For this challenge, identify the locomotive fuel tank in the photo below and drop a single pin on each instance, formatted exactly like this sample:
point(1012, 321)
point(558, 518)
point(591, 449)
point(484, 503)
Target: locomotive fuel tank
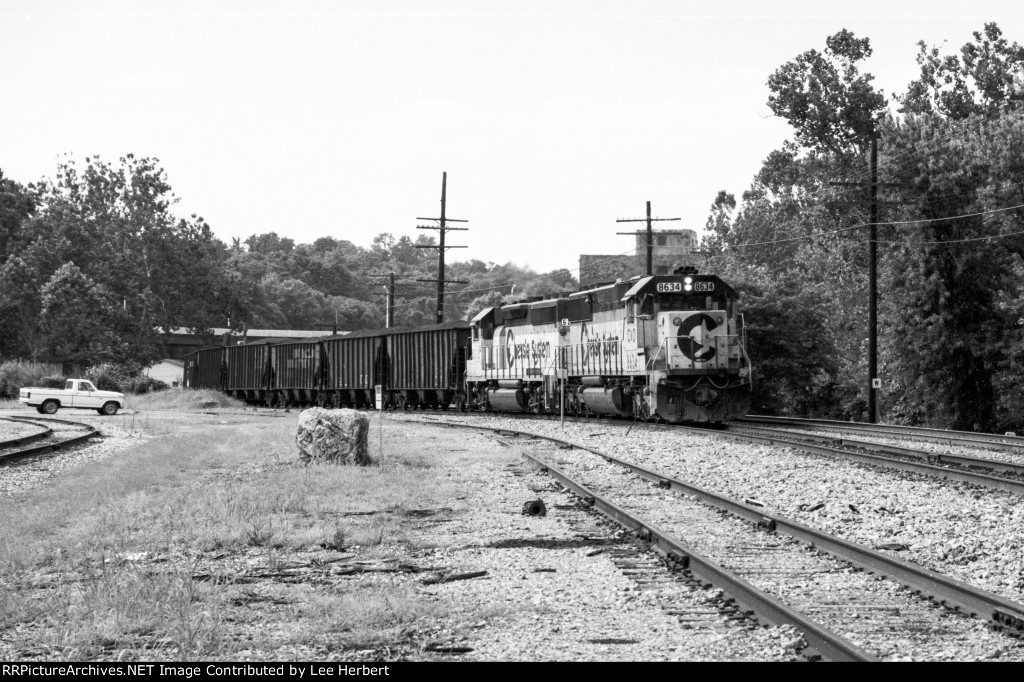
point(607, 400)
point(508, 399)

__Task directions__
Copy the material above line for line without changes, leaving out the picture.

__Answer to the task__
For this challenge, identify the locomotive fuel tank in the photo below and drop a single pin on each instance, formatted exactly like this sample:
point(1012, 321)
point(558, 518)
point(591, 449)
point(484, 503)
Target: locomotive fuel tank
point(607, 400)
point(508, 399)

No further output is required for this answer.